§ **Exercises to complete**:
**1.** The Basel RegTech article names the functions that the implementation of Basel affects. List every one of them.
**2.** Reproduce everything in the Basel RegTech article from "We are, of course, talking" down to "the technology solution.", word for word.

### Selected excerpt

8 steps to choosing the best Basel RegTech for your business

8 steps to choosing the best Basel RegTech for your business

We’ve created a checklist of what to include when selecting a RegTech tool that can achieve regulatory compliance and meet your needs

If there are positive outcomes from Covid 19, one may be that it gave compliance teams a bit of a hiatus when the Basel Committee on Banking Supervision (BCBS) deferred the implementation of the final Basel III package (Basel IV). Or maybe this is just delaying the inevitable rush to the deadline? Whichever it is for your team, compliance requires several elements to achieve a seamless transition and at the heart of all of these is the appropriate technology solution. There are many great RegTechs out there, and the best of breed create opportunities to revisit current solutions, integrate and automate, increasing agility, robustness and speed. As a software solutions provider with extensive experience in the financial services sector, BBD knows how confusing choosing a RegTech or compliance software solution can be. To help, we’ve created a checklist of what to include when selecting a RegTech tool that can achieve regulatory compliance and meet your business needs.

1. Get with the culture

We are, of course, talking tech in this list, but it’s not all about tech – compliance excellence begins with the risk-management culture. The implementation of Basel (II or III, or IV) impacts a wide range of functions: finance, risk, management, regulatory reporting, legal, compliance and IT, and seeks much greater integration of these. The integrated nature of the reporting requirements means that finance and risk teams will need to come closer together culturally and, ultimately, architecturally. Separation of powers and silos may cause friction in adoption, but a split in technology architecture will result in failing to adopt! Basel compliance thus requires a cultural adoption of pure enterprise-wide risk management to ensure the selection or design of the technology solution.

######
### Stored data

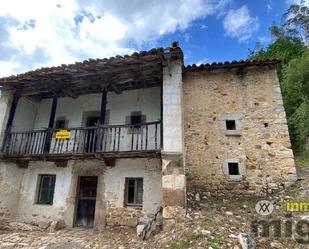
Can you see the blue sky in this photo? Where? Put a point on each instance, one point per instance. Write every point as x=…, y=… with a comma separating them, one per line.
x=41, y=33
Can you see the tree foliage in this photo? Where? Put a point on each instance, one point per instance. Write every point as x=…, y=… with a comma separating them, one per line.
x=297, y=21
x=295, y=90
x=289, y=45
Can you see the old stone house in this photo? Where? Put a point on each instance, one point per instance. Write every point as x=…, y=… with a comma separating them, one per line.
x=109, y=141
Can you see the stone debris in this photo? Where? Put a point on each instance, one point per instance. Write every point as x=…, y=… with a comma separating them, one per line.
x=56, y=225
x=22, y=226
x=246, y=241
x=276, y=245
x=206, y=233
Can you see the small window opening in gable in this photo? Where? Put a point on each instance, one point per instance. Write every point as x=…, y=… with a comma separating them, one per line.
x=46, y=189
x=134, y=192
x=230, y=125
x=233, y=169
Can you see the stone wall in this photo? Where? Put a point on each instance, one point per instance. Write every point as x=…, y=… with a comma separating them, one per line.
x=260, y=143
x=19, y=188
x=150, y=171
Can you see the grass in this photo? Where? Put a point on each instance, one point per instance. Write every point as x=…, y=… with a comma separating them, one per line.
x=215, y=242
x=302, y=159
x=185, y=243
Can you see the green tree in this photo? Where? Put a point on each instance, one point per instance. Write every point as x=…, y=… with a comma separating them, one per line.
x=296, y=20
x=295, y=90
x=288, y=44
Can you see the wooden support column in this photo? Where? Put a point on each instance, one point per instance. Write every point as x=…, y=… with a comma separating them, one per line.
x=52, y=116
x=100, y=130
x=103, y=107
x=9, y=123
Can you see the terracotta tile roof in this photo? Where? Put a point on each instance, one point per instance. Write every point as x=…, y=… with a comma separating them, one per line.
x=227, y=64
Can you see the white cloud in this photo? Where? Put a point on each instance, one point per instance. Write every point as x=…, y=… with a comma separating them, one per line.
x=45, y=33
x=239, y=24
x=305, y=2
x=264, y=39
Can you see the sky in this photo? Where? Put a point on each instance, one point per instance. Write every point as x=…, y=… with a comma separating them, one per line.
x=40, y=33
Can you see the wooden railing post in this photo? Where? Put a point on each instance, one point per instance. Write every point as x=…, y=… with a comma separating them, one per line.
x=49, y=133
x=100, y=130
x=7, y=135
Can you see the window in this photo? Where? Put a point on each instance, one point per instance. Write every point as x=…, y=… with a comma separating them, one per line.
x=134, y=192
x=135, y=120
x=230, y=125
x=46, y=189
x=233, y=169
x=60, y=124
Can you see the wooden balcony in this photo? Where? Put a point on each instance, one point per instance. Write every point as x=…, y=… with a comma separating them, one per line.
x=104, y=141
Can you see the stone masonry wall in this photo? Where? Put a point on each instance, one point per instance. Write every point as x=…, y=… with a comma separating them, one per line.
x=19, y=187
x=260, y=144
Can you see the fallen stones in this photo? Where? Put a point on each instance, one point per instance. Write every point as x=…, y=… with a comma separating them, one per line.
x=206, y=233
x=246, y=241
x=22, y=226
x=56, y=225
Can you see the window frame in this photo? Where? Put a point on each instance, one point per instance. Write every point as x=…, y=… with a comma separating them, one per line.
x=135, y=128
x=241, y=169
x=126, y=194
x=40, y=188
x=229, y=164
x=223, y=118
x=233, y=126
x=61, y=119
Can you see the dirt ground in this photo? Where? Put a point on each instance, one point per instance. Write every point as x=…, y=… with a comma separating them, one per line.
x=211, y=223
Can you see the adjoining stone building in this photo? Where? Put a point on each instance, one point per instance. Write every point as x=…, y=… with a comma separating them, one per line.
x=110, y=141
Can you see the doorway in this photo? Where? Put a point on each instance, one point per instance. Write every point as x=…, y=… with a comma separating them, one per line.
x=86, y=201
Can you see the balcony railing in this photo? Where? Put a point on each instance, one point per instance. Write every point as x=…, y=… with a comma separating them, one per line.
x=84, y=140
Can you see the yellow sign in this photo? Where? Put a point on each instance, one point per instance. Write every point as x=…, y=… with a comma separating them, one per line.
x=63, y=134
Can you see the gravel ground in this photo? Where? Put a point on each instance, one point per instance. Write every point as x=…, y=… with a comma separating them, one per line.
x=210, y=223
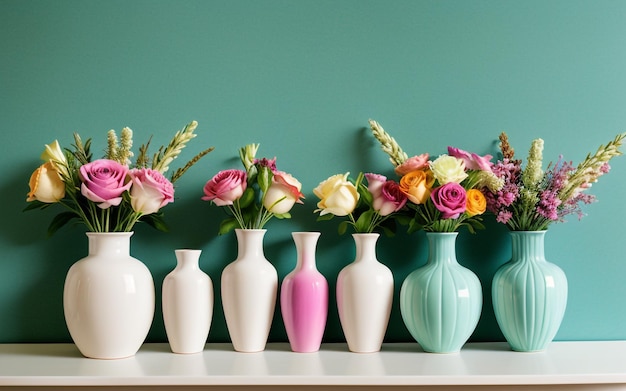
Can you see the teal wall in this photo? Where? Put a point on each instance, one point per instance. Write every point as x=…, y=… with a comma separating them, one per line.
x=302, y=78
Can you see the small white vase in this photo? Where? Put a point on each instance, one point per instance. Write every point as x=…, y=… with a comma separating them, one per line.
x=249, y=289
x=364, y=297
x=108, y=298
x=187, y=304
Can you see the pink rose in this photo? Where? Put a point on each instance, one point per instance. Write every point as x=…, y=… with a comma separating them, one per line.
x=104, y=182
x=412, y=164
x=391, y=199
x=449, y=199
x=283, y=193
x=225, y=187
x=472, y=160
x=150, y=190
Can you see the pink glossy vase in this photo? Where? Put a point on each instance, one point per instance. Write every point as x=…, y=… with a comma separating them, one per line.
x=304, y=297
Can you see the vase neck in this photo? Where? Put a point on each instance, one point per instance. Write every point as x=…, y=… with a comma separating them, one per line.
x=187, y=258
x=250, y=243
x=365, y=247
x=109, y=243
x=442, y=247
x=306, y=242
x=528, y=245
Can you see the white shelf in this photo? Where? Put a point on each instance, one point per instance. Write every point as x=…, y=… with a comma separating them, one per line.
x=599, y=365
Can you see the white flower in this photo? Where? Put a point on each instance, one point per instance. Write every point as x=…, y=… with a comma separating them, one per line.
x=448, y=169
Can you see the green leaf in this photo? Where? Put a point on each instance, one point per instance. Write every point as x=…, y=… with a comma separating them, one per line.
x=366, y=196
x=343, y=227
x=403, y=219
x=325, y=217
x=228, y=225
x=246, y=198
x=32, y=205
x=155, y=221
x=264, y=179
x=59, y=221
x=387, y=231
x=364, y=221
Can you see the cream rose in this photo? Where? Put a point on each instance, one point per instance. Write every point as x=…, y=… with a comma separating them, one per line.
x=447, y=169
x=283, y=193
x=338, y=196
x=53, y=153
x=46, y=185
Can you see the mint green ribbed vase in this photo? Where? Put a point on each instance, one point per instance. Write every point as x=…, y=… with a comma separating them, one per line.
x=529, y=294
x=441, y=302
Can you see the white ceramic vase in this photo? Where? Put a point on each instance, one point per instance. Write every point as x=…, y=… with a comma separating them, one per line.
x=108, y=299
x=364, y=297
x=187, y=299
x=249, y=289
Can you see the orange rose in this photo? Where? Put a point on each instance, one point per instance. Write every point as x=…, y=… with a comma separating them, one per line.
x=416, y=185
x=476, y=202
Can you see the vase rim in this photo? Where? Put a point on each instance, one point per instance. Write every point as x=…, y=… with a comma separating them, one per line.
x=90, y=233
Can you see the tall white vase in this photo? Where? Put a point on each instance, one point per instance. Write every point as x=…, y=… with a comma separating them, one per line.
x=249, y=289
x=364, y=297
x=187, y=304
x=108, y=298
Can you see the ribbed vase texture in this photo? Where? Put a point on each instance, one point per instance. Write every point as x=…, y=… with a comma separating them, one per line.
x=529, y=294
x=441, y=302
x=304, y=297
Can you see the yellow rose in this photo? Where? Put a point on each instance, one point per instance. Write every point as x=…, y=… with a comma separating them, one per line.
x=416, y=185
x=448, y=169
x=338, y=196
x=54, y=154
x=476, y=204
x=46, y=185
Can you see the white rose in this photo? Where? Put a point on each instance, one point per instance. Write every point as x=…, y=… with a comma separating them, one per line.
x=283, y=193
x=448, y=169
x=54, y=154
x=337, y=195
x=46, y=185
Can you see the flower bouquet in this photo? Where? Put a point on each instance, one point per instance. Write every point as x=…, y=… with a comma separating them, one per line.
x=367, y=207
x=365, y=286
x=249, y=284
x=105, y=318
x=441, y=302
x=529, y=293
x=531, y=199
x=108, y=194
x=253, y=195
x=446, y=193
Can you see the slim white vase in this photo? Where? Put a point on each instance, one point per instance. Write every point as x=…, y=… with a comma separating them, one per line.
x=364, y=297
x=108, y=298
x=187, y=304
x=249, y=289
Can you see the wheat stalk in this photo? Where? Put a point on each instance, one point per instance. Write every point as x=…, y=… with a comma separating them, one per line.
x=388, y=144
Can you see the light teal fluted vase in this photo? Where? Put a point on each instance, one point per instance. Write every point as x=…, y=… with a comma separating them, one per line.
x=441, y=302
x=529, y=294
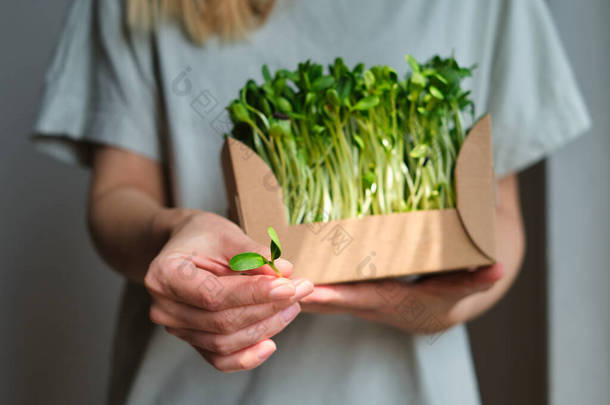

######

§ **Responses to the exercise**:
**1.**
- finance
- risk
- management
- regulatory reporting
- legal
- compliance
- IT

**2.**
We are, of course, talking tech in this list, but it’s not all about tech – compliance excellence begins with the risk-management culture. The implementation of Basel (II or III, or IV) impacts a wide range of functions: finance, risk, management, regulatory reporting, legal, compliance and IT, and seeks much greater integration of these. The integrated nature of the reporting requirements means that finance and risk teams will need to come closer together culturally and, ultimately, architecturally. Separation of powers and silos may cause friction in adoption, but a split in technology architecture will result in failing to adopt! Basel compliance thus requires a cultural adoption of pure enterprise-wide risk management to ensure the selection or design of the technology solution.